[Data start]

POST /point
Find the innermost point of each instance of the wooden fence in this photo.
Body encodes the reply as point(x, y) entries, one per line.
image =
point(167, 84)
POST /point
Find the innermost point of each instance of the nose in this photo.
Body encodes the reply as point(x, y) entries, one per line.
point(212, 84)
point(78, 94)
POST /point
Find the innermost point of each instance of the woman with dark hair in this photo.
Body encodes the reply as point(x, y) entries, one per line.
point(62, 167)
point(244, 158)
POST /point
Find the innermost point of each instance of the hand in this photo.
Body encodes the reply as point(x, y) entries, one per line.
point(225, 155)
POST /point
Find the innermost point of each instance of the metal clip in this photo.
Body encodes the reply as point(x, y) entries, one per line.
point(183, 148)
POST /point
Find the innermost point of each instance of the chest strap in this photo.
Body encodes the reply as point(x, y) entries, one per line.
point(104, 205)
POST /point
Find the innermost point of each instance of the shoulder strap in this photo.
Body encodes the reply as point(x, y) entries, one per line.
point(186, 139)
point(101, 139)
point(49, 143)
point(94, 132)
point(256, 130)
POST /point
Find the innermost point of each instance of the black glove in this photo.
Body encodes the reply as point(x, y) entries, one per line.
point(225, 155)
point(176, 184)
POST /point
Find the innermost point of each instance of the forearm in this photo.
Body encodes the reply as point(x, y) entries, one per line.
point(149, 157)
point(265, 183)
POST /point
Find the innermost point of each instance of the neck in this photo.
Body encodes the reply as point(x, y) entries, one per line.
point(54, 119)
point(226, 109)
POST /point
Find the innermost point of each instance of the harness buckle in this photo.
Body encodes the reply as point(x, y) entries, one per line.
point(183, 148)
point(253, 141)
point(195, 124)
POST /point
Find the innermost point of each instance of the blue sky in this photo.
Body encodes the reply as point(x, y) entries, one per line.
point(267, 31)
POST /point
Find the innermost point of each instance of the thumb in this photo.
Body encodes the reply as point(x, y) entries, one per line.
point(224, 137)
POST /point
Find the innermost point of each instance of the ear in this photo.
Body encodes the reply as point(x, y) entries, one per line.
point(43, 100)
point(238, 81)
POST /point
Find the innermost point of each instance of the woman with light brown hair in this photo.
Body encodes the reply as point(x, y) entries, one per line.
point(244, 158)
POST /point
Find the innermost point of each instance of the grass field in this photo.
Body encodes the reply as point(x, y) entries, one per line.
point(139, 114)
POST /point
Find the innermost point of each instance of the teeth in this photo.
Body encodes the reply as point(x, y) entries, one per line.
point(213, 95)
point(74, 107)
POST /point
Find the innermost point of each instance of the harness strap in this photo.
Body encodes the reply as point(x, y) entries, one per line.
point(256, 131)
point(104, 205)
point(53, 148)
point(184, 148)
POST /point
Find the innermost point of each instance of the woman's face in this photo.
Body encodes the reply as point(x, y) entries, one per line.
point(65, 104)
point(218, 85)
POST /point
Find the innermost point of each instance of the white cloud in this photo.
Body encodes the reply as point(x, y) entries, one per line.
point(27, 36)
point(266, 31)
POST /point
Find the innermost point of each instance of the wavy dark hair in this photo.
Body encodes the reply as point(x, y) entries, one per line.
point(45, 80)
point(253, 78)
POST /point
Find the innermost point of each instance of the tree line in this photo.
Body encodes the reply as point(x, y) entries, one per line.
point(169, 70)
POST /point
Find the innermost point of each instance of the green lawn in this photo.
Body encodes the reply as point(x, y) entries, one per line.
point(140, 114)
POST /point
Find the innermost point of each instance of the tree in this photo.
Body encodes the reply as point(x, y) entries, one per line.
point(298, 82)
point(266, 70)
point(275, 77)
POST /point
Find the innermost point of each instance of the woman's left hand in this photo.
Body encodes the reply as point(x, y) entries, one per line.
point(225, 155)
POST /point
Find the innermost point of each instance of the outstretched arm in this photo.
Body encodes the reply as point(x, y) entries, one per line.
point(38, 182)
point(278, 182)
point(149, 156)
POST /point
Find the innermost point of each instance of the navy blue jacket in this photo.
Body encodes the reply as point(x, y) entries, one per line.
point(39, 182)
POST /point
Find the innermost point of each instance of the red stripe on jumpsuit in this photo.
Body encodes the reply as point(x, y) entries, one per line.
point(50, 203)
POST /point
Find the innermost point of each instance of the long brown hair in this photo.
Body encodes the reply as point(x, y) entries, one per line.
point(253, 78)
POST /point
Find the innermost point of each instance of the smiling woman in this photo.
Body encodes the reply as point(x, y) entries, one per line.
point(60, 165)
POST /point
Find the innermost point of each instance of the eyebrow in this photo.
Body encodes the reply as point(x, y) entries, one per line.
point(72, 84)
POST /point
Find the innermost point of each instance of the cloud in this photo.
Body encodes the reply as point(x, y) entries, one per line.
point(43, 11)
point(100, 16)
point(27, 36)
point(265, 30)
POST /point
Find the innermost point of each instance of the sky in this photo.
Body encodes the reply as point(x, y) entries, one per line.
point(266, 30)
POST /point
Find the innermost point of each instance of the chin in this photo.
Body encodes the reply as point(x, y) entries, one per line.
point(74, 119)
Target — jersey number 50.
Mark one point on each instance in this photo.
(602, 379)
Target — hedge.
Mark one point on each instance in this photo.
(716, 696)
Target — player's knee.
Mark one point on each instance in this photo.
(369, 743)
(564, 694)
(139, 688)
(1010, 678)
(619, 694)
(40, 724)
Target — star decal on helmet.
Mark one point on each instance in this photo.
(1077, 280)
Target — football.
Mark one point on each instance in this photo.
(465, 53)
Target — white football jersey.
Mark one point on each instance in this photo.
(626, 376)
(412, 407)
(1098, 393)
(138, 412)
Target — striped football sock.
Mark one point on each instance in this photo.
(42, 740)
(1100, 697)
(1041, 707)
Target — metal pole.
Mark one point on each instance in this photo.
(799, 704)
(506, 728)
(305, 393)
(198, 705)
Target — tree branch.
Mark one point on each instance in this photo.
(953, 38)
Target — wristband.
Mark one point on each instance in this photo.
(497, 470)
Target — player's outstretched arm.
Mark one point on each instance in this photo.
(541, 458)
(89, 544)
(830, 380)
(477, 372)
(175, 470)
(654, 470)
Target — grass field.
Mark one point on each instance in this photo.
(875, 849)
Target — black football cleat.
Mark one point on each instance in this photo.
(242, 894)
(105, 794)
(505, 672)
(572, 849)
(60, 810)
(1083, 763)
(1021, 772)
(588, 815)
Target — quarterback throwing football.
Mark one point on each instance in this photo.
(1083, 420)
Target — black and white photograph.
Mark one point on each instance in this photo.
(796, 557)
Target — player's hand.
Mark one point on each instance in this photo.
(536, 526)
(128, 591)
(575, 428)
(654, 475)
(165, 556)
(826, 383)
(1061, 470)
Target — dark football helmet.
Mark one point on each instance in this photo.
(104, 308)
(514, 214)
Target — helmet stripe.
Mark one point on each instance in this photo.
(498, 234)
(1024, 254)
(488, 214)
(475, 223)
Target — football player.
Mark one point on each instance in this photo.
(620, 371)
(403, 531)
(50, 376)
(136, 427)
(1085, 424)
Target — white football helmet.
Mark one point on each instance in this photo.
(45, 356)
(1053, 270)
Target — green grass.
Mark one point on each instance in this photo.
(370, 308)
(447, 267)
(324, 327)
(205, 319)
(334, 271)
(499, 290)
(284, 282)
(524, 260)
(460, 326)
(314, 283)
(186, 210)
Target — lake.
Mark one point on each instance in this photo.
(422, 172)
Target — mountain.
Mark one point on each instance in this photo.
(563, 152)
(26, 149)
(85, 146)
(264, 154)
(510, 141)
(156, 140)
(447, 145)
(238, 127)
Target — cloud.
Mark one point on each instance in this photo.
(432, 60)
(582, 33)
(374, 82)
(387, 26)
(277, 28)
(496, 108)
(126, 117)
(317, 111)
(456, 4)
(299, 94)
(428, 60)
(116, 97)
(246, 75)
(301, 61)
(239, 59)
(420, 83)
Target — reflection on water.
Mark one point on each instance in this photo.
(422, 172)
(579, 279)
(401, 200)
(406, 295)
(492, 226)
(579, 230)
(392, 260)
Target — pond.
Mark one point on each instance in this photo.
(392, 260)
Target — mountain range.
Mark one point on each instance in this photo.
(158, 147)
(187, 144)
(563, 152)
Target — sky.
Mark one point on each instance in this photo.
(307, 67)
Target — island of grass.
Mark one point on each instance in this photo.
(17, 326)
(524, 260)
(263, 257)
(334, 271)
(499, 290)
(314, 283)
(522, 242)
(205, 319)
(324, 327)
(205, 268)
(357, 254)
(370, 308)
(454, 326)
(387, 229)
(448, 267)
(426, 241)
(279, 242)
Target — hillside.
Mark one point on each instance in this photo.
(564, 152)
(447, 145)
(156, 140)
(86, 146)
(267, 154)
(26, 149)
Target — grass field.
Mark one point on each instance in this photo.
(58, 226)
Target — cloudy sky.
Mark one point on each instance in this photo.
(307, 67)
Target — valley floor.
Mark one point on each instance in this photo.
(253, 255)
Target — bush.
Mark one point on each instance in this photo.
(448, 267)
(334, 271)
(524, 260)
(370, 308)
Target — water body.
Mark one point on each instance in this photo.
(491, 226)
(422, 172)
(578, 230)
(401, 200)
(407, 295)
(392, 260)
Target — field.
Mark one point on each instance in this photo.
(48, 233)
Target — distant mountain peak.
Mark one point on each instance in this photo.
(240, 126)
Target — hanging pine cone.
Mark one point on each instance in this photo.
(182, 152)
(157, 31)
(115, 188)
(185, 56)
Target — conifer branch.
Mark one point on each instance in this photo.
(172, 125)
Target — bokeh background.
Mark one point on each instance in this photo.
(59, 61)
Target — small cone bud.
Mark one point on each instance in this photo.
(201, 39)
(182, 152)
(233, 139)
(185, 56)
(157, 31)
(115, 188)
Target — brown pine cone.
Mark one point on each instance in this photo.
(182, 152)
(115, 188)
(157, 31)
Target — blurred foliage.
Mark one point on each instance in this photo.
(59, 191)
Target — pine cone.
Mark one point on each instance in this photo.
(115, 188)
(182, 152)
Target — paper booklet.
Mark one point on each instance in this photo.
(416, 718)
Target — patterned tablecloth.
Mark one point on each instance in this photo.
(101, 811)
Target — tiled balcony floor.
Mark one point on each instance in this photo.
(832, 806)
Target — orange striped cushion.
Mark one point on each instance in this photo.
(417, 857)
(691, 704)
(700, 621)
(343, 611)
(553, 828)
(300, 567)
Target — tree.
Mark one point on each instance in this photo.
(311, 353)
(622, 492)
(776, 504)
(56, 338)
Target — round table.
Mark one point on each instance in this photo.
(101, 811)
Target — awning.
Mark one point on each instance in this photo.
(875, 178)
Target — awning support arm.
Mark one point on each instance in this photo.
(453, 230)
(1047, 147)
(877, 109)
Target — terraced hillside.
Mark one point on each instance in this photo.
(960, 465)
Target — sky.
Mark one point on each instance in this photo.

[Data end]

Turn the entries into a Markdown table with the columns "Row" and "Line", one numbered row per line and blank lines left out. Begin at the line that contains "Target — round table." and go through the end of the entries.

| Row | Line |
|---|---|
| 1 | Target — round table. |
| 2 | Mark one point on each instance in this photo. |
| 3 | (101, 811) |
| 4 | Target — awning. |
| 5 | Mark one point on each instance in this photo. |
| 6 | (875, 178) |
| 7 | Target — awning support arm. |
| 8 | Mark one point on each instance in this photo. |
| 9 | (453, 230) |
| 10 | (1047, 147) |
| 11 | (877, 109) |
| 12 | Target — terraced hillside. |
| 13 | Mark one point on each instance in this photo. |
| 14 | (960, 465) |
| 15 | Target — sky. |
| 16 | Mark one point on each instance in this photo. |